EXERCISE OBJECTIVE
Could you retype, exactly as written, every line from the top of the records through the line that contains "rough mask: <svg"?

==== DATASET

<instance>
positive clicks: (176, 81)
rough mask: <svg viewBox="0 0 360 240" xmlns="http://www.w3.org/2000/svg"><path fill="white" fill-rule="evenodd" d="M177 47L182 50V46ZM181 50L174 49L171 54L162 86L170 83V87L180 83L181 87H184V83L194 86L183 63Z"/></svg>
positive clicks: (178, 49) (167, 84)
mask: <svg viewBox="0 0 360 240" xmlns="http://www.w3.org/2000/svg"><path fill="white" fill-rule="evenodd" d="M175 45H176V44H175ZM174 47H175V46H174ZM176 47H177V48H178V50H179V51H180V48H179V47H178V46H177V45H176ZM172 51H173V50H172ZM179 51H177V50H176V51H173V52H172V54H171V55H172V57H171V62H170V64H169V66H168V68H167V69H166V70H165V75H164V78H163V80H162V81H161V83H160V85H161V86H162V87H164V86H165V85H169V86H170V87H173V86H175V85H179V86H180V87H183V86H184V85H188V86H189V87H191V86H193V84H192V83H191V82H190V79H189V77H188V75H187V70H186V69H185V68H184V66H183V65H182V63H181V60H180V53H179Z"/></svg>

========

RESPONSE FOR THIS EXERCISE
<instance>
positive clicks: (176, 81)
rough mask: <svg viewBox="0 0 360 240" xmlns="http://www.w3.org/2000/svg"><path fill="white" fill-rule="evenodd" d="M177 47L182 50V46ZM181 50L174 49L171 54L162 86L170 83V87L180 83L181 87H184V83L194 86L183 63Z"/></svg>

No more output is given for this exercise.